- **Challenge**: Please rewrite every line of the data from the one containing "Where can the player in" through the end, both ends included, and add 57 to each coordinate in the answers while leaving all other lines unchanged.

Collected data
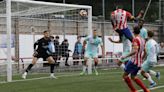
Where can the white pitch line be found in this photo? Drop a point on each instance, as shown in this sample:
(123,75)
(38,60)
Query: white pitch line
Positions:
(39,78)
(69,75)
(158,87)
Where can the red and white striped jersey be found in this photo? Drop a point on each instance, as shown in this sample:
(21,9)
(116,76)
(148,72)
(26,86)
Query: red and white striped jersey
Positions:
(119,18)
(140,44)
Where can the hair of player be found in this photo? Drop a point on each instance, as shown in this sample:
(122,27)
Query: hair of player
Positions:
(136,30)
(45,31)
(150,33)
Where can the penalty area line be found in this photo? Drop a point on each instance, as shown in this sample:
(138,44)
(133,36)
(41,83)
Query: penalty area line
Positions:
(154,88)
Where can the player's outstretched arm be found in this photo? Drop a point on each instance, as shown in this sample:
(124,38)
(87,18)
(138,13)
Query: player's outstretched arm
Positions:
(118,41)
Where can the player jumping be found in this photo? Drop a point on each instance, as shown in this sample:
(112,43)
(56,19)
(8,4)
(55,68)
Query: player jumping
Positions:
(126,51)
(151,50)
(119,19)
(42,51)
(91,51)
(134,65)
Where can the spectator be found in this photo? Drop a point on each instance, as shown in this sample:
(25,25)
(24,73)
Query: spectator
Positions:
(143,30)
(161,51)
(65,51)
(57,50)
(78,52)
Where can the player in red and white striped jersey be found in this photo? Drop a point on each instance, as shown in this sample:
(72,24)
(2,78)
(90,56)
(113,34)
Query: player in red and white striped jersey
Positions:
(139,44)
(119,19)
(134,65)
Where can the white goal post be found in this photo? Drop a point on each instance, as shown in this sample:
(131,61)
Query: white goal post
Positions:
(37,10)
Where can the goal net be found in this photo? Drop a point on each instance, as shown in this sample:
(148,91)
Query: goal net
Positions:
(23,22)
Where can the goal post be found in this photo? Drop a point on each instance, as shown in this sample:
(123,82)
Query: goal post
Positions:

- **Solution**:
Where can the player in red and white striped jersey be found in this photo? Drop a point on each instance, as shown in this sample:
(72,24)
(2,78)
(90,56)
(113,34)
Query: player in red and white striped jersey
Positions:
(196,101)
(176,76)
(191,122)
Where can the white goal post be found in this photo? Drop a point on each instance, as shown in this sample:
(131,61)
Query: white goal post
Positions:
(94,67)
Where can the goal net be found in this photo? Drop a point on each instance, as shown in this sample:
(148,91)
Query: goal net
Positions:
(80,79)
Where can the goal post be found in this photo? Drop a point on each instance, as shown in this sample:
(123,82)
Query: goal post
Positions:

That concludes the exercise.